■ **Problem**
Return the listing below character for character.

────────────────────

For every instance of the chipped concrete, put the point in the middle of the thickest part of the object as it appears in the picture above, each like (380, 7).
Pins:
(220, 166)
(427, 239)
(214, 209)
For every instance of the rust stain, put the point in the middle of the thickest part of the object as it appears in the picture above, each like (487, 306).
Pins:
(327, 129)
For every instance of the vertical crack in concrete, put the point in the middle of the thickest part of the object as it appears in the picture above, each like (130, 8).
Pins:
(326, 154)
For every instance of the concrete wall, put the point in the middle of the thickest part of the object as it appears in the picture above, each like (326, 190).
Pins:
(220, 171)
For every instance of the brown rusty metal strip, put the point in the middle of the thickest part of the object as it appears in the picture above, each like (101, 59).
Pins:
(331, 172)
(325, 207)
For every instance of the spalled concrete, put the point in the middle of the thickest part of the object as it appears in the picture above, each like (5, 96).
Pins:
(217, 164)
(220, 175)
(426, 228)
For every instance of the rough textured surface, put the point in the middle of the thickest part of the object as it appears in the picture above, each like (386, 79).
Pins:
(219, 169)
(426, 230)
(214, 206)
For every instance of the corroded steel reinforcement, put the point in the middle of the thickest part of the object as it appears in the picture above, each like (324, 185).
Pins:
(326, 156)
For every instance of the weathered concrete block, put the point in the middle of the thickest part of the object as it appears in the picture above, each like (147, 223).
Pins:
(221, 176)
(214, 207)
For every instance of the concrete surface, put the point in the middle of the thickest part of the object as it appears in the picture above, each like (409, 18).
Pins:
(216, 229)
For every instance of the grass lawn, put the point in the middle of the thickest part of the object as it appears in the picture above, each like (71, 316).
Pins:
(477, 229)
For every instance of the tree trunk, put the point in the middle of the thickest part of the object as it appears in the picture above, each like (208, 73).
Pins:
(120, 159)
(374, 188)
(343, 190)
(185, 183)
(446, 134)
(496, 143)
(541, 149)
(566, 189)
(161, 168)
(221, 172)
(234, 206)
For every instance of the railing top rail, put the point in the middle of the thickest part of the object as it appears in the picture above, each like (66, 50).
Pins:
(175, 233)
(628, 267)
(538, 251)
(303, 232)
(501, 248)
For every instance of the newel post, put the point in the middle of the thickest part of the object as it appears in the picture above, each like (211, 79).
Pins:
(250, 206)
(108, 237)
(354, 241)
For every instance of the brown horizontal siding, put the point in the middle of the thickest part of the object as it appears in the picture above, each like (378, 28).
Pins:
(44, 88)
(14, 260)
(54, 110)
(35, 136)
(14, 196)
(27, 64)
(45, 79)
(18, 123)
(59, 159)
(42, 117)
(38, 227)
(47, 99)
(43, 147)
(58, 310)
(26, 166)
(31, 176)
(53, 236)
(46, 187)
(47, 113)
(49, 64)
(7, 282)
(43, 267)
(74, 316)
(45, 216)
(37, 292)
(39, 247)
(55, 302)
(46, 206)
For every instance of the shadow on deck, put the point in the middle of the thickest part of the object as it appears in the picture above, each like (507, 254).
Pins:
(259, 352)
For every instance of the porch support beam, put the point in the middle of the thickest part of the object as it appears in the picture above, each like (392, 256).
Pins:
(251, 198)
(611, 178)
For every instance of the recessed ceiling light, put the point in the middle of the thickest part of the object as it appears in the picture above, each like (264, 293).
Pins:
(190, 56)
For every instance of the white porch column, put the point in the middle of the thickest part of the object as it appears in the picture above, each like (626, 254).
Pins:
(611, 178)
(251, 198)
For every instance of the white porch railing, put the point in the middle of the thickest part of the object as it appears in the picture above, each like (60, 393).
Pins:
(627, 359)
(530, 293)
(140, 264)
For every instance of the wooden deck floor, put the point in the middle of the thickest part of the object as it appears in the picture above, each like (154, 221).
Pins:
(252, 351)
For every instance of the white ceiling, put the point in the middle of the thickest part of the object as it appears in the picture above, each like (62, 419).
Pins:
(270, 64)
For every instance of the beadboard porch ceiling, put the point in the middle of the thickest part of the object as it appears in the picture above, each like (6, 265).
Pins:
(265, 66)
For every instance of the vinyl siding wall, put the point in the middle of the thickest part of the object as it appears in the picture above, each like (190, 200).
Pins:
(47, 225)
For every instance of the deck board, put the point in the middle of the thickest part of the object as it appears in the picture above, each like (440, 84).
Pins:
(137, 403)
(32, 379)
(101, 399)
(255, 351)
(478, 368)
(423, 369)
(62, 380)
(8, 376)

────────────────────

■ **Reply**
For every instance of the chipped concrete, put the point in the middle of the thickest part of the object as it appears in the picture above, each like (380, 7).
Pins:
(220, 166)
(427, 239)
(214, 209)
For every instance of the rust stain, put the point in the middle of the thickest part of the object as it appears in the picture above, each like (487, 306).
Pins:
(327, 129)
For every instance of the vertical crack in concrete, put the point in the middle of the thickest part of the object as it appears in the picture above, each like (130, 8).
Pins:
(326, 154)
For every instance of the concrete wall, put the point in the middle of the thickest part of the object as it appears in the picture above, each like (326, 190).
Pins:
(220, 171)
For every instance of the brown rusty metal strip, put the point in the middle of the thickest part of the object as it appears in the picture above, each like (101, 59).
Pins:
(331, 172)
(325, 207)
For every instance of the spalled concrete, put the point in the middle of the thickest part of the object as it appears in the picture above, each like (5, 96).
Pins:
(217, 164)
(220, 175)
(426, 228)
For every instance of the rough textured surface, put the point in the middle of the thickest part of the object as it appears in the picture above, each like (386, 79).
Pins:
(219, 169)
(426, 230)
(214, 206)
For every instance of the corroded steel reinforcement, put the point in the middle of the thickest part of the object as it appears in the picture above, each like (324, 185).
Pins:
(326, 156)
For every instance of the weathered concrete block, put the point in the middle of the thickest part of the object as it appears in the picture above, each like (147, 223).
Pins:
(221, 176)
(214, 207)
For every instance of the concrete surface, put the point in the middle of the thickest part of the object as it appears in the picture above, each like (409, 18).
Pins:
(216, 229)
For every instance of the grass lawn, put the point in the middle of the thickest part of the object as it appears in the picture above, each like (71, 316).
Pins:
(477, 229)
For every instance of the tree trunk, put the point in the middle of the thickest part of the object as it appears in the picture above, each like (208, 73).
Pins:
(120, 159)
(374, 188)
(343, 190)
(185, 183)
(446, 134)
(496, 143)
(541, 149)
(566, 189)
(161, 168)
(221, 172)
(234, 206)
For every instance of the railing top rail, put the point in the middle of the thickest part of the object as it appears in the picture above, each like (66, 50).
Pins:
(175, 233)
(628, 267)
(538, 251)
(303, 232)
(501, 248)
For every instance of the newel post, put the point in the middle of the thickest part of the object as it appears in the picture above, each like (211, 79).
Pins:
(250, 206)
(108, 237)
(354, 241)
For every instance of the brown horizontal siding, put the point in the middle of the thickest part of the object as it appears in the picture above, each like (378, 28).
Pins:
(44, 88)
(14, 260)
(54, 110)
(35, 136)
(14, 196)
(27, 64)
(45, 79)
(18, 123)
(59, 159)
(42, 117)
(38, 227)
(47, 99)
(43, 147)
(58, 310)
(26, 166)
(31, 176)
(53, 236)
(46, 187)
(47, 113)
(49, 64)
(7, 282)
(43, 267)
(74, 316)
(45, 216)
(37, 292)
(39, 247)
(55, 302)
(46, 206)
For every instance of the shadow on deck, put the point in the middle of the thickest part of the object as it appears in the picture above, each like (507, 254).
Pins:
(259, 352)
For every instance of the porch support beam, put the point in the middle of the thickest part of the object as it appears in the picture above, each like (392, 256).
Pins:
(251, 198)
(611, 178)
For every instance of the recessed ceiling light, put the point in the middle of the thickest part of the object as it appears in the picture above, each like (264, 293).
Pins:
(190, 56)
For every instance of the white porch column, put the point in the middle of the thickest part of the object as it appears in the picture above, each like (626, 254).
Pins:
(611, 178)
(251, 198)
For every instance of the white porch railing, put the point in the middle of the thickest part of the object as it appears in the picture above, each like (60, 393).
Pins:
(627, 359)
(530, 293)
(140, 264)
For every instance of the wooden deck floor, put the point in the middle of the thickest part of the object as it appears in the picture above, each like (154, 221).
Pins:
(252, 351)
For every instance of the white ceiling, put the point in the middle of the thickest part of the object as it appears in the picture above, each like (62, 419).
Pins:
(270, 64)
For every instance of the beadboard porch ceiling, put the point in the middle of the thickest part of the object as it appears in the picture above, each like (6, 265).
Pins:
(265, 66)
For every instance of the vinyl siding wall, put the point in the middle of the thickest part of the object as it appears in the picture above, each like (190, 200).
Pins:
(47, 225)
For every instance of the deck board, put the point in the middle of the thickest part of the object as it appears in the picture above, each like (440, 84).
Pins:
(137, 403)
(32, 379)
(101, 399)
(255, 351)
(478, 368)
(423, 369)
(62, 380)
(8, 376)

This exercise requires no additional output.